■ WHAT YOU ARE ASKED TO DO ■
Return all of the records exactly.

[Segmentation mask data]

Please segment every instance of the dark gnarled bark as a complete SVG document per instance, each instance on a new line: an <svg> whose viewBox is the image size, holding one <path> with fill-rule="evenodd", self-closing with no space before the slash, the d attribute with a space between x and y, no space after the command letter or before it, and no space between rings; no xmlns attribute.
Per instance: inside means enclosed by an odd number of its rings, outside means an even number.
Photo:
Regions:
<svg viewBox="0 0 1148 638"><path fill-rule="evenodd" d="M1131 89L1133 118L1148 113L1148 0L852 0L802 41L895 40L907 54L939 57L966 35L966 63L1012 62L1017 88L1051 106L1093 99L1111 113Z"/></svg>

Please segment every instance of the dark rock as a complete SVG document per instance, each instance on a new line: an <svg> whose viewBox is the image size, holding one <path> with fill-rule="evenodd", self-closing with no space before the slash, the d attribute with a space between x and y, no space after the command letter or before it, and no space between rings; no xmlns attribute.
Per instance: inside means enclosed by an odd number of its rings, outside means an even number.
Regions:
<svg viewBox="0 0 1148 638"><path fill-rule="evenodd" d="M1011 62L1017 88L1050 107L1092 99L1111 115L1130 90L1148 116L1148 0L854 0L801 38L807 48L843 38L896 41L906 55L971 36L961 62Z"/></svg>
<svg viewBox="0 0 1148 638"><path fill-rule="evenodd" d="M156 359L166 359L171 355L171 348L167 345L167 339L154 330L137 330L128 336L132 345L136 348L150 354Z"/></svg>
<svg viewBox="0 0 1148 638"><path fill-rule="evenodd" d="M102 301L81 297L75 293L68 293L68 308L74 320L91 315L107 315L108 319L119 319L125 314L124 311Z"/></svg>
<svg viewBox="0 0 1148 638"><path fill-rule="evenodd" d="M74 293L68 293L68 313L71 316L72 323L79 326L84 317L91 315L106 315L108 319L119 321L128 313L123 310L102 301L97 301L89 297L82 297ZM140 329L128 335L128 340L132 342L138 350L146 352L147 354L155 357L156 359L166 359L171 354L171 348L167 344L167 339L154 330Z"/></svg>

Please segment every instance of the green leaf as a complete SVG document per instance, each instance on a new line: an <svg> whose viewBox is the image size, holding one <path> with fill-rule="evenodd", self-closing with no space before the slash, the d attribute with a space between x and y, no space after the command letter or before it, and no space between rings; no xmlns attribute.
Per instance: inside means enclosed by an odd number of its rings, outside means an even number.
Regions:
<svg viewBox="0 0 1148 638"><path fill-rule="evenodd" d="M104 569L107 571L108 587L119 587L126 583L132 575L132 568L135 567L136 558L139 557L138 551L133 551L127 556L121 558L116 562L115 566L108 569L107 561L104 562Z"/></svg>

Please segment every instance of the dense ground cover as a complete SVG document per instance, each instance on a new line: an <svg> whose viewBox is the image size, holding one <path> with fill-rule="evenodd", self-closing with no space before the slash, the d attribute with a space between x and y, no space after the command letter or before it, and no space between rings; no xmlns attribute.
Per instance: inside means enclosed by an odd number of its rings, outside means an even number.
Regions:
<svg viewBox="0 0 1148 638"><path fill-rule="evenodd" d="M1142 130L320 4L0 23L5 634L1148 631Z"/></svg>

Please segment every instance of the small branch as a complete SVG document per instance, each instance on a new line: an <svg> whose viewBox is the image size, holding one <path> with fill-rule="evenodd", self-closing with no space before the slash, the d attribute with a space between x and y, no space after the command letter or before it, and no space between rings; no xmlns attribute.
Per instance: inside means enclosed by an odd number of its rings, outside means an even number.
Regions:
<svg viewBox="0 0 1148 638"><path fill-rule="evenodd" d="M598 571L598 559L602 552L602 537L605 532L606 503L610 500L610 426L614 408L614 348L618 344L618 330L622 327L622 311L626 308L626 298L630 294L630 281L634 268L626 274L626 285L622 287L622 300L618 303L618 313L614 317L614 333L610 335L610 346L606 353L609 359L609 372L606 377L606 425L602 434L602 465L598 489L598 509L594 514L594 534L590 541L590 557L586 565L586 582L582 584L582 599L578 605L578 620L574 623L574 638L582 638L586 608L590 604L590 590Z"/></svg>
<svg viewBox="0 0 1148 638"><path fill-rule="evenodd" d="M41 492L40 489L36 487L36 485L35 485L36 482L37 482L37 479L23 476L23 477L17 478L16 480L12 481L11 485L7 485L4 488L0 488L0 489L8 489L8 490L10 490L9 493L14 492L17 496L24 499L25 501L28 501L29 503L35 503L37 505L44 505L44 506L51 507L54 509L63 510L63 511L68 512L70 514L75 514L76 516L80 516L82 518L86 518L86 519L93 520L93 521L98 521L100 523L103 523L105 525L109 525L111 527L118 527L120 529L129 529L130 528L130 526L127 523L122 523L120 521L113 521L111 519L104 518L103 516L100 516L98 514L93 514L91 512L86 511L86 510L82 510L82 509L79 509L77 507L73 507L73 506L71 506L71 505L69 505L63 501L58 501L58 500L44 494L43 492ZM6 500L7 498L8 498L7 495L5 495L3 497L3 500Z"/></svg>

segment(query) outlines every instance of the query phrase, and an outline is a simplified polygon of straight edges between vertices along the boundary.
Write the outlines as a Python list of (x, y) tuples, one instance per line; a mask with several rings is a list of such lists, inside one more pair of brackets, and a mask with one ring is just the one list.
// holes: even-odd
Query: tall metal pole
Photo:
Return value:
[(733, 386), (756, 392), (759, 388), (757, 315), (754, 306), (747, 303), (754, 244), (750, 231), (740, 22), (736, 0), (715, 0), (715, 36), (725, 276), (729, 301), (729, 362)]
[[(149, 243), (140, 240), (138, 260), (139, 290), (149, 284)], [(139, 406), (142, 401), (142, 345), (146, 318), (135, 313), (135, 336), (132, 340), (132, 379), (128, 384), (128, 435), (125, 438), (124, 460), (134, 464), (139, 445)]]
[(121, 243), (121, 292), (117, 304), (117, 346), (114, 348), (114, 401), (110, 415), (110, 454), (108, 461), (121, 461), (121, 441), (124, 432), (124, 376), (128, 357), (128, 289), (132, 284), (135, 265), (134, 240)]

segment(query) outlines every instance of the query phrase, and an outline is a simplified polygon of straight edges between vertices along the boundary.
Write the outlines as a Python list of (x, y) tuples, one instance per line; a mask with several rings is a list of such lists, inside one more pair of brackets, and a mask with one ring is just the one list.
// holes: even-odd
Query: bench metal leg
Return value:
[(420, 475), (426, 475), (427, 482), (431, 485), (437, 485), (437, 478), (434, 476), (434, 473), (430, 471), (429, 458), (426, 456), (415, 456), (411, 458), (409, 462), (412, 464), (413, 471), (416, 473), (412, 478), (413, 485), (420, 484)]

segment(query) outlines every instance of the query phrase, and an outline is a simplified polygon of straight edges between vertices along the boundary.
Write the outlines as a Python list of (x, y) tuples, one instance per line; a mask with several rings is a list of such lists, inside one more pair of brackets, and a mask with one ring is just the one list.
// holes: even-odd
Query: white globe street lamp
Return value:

■ TASK OUTPUT ■
Please segment every instance of the dark gnarled bark as a complete SVG document per instance, each instance on a new line: an <svg> whose viewBox is the image size, holding one <path> with fill-rule="evenodd", self-closing with no space before the slash, the d attribute with a space between x and y, no space after the command letter or before it, and no space between rings; no xmlns attribute.
Per instance: inside means enclosed by an odd number of its rings, outside means an even number.
Photo:
Regions:
<svg viewBox="0 0 1148 638"><path fill-rule="evenodd" d="M1131 89L1133 118L1148 113L1148 0L852 0L802 41L895 40L907 54L939 57L966 35L966 63L1012 62L1017 88L1051 106L1093 99L1111 113Z"/></svg>

Please segment every instance of the dark rock as a complete SVG document per instance, each instance on a new line: an <svg> whose viewBox is the image size, holding one <path> with fill-rule="evenodd", self-closing with no space before the slash, the d attribute with a space between x and y, no space after the command letter or before it, and no space between rings; no xmlns attribute.
Per instance: inside means enclosed by an odd number of its rings, outside means an even number.
Regions:
<svg viewBox="0 0 1148 638"><path fill-rule="evenodd" d="M1011 62L1017 88L1050 107L1092 99L1111 115L1130 90L1148 116L1148 0L854 0L801 38L807 48L843 38L896 41L906 55L971 36L961 62Z"/></svg>
<svg viewBox="0 0 1148 638"><path fill-rule="evenodd" d="M156 359L166 359L171 355L171 348L167 345L167 339L154 330L137 330L128 336L132 345L136 348L150 354Z"/></svg>
<svg viewBox="0 0 1148 638"><path fill-rule="evenodd" d="M102 301L81 297L75 293L68 293L68 308L74 320L91 315L107 315L108 319L119 319L125 314L124 311Z"/></svg>
<svg viewBox="0 0 1148 638"><path fill-rule="evenodd" d="M74 293L68 293L68 313L71 316L72 323L79 326L84 317L91 315L106 315L108 319L119 321L128 313L123 310L102 301L97 301L89 297L82 297ZM140 329L128 335L128 340L132 342L138 350L146 352L147 354L155 357L156 359L166 359L171 354L171 348L167 344L167 339L154 330Z"/></svg>

Please segment every instance of the green leaf as a complete SVG document per instance, each instance on a new line: an <svg> whose viewBox is the image size, holding one <path> with fill-rule="evenodd", self-closing with no space before the slash, the d attribute with a space between x and y, no space after the command letter or before it, and no space between rings; no xmlns attribute.
Per instance: inside means enclosed by an odd number of its rings, outside means an even number.
Regions:
<svg viewBox="0 0 1148 638"><path fill-rule="evenodd" d="M104 569L107 571L108 587L119 587L126 583L132 575L132 568L135 567L136 558L139 557L138 551L133 551L127 556L121 558L116 562L115 566L108 569L107 561L104 562Z"/></svg>

Please segment every instance of the dense ground cover as a complete SVG document per instance, each instance on a new line: an <svg> whose viewBox is the image size, holding one <path> with fill-rule="evenodd", self-closing with no space before the slash, the d attribute with a space between x and y, no space after the command letter or before it, and no space between rings; no xmlns attribute.
Per instance: inside means enclosed by an odd number of its rings, outside means an even number.
Regions:
<svg viewBox="0 0 1148 638"><path fill-rule="evenodd" d="M1142 130L320 4L0 23L5 634L1148 631Z"/></svg>

Please segment every instance of the small branch as a complete SVG document per instance, each instance on a new line: an <svg> whose viewBox is the image size, holding one <path> with fill-rule="evenodd", self-closing with no space before the slash, the d attribute with a space between x and y, no space after the command letter or before it, and no space between rings; no xmlns attribute.
Per instance: inside means enclosed by an odd number of its rings, outside means an even number.
Regions:
<svg viewBox="0 0 1148 638"><path fill-rule="evenodd" d="M598 571L598 559L602 552L602 537L605 532L606 503L610 500L610 426L614 408L614 348L618 344L618 330L622 327L622 311L626 308L626 298L630 294L630 281L634 268L626 274L626 285L622 287L622 300L618 303L618 313L614 317L614 333L610 335L610 346L606 353L609 359L609 372L606 377L606 425L602 434L602 465L598 489L598 509L594 514L594 534L590 541L590 557L586 565L586 582L582 584L582 599L578 605L578 620L574 623L574 638L582 638L586 608L590 604L590 590Z"/></svg>
<svg viewBox="0 0 1148 638"><path fill-rule="evenodd" d="M41 492L40 489L36 487L36 485L35 485L36 482L37 482L37 479L23 476L23 477L17 478L16 480L12 481L11 485L7 485L4 488L0 488L0 489L8 489L8 490L10 490L9 493L14 492L17 496L24 499L25 501L28 501L29 503L35 503L37 505L44 505L44 506L51 507L54 509L63 510L63 511L68 512L70 514L75 514L76 516L80 516L82 518L86 518L86 519L93 520L93 521L98 521L100 523L103 523L105 525L109 525L111 527L118 527L120 529L129 529L130 528L130 526L127 523L122 523L120 521L113 521L111 519L104 518L103 516L100 516L98 514L93 514L91 512L86 511L86 510L82 510L82 509L79 509L77 507L73 507L73 506L71 506L71 505L69 505L63 501L58 501L58 500L44 494L43 492ZM6 500L7 498L8 498L7 495L5 495L3 497L3 500Z"/></svg>

segment(query) outlines every instance of the query phrase, and an outline is a simplified polygon of straight edges between vertices along the boundary.
Write the outlines as a Python list of (x, y) tuples, one instance per line; a mask with several rings is a list of such lists, inside one more pair of brackets, and a mask with one ring is just the one list.
// holes: even-odd
Query: tall metal pole
Photo:
Return value:
[(733, 386), (756, 392), (759, 388), (757, 315), (754, 306), (747, 303), (754, 244), (750, 231), (740, 22), (736, 0), (715, 0), (715, 36), (725, 276), (729, 301), (729, 362)]
[[(149, 243), (140, 240), (138, 260), (139, 290), (149, 284)], [(139, 406), (142, 401), (142, 345), (146, 318), (135, 313), (135, 336), (132, 340), (132, 379), (128, 384), (128, 435), (125, 438), (124, 460), (134, 464), (139, 445)]]
[(121, 243), (121, 292), (117, 304), (117, 346), (114, 348), (114, 401), (110, 415), (110, 454), (108, 461), (121, 461), (121, 441), (124, 432), (124, 376), (128, 357), (128, 289), (132, 284), (135, 265), (134, 240)]

segment(query) outlines every instance of the query phrase, and an outline is a simplified polygon of straight edges between vertices along the boundary.
Write the outlines as a Python list of (x, y) tuples, one instance per line; a mask with several rings is a list of such lists, inside one more pair of brackets, and a mask with one ring is just the one list.
// holes: even-odd
Query: bench metal leg
Return value:
[(420, 475), (426, 475), (427, 482), (431, 485), (437, 485), (437, 478), (434, 476), (434, 473), (430, 471), (429, 458), (426, 456), (415, 456), (411, 458), (409, 462), (412, 464), (413, 471), (416, 473), (412, 478), (413, 485), (420, 484)]

segment(query) outlines every instance of the query phrase, and an outline is a simplified polygon of straight edges between vertices along the boundary.
Write the outlines as a Python list of (x, y) tuples, one instance per line; a mask with several rings is a list of such lists, inside one more pair of brackets, and a mask with one ring is just the one list.
// holes: even-odd
Query: white globe street lamp
Return value:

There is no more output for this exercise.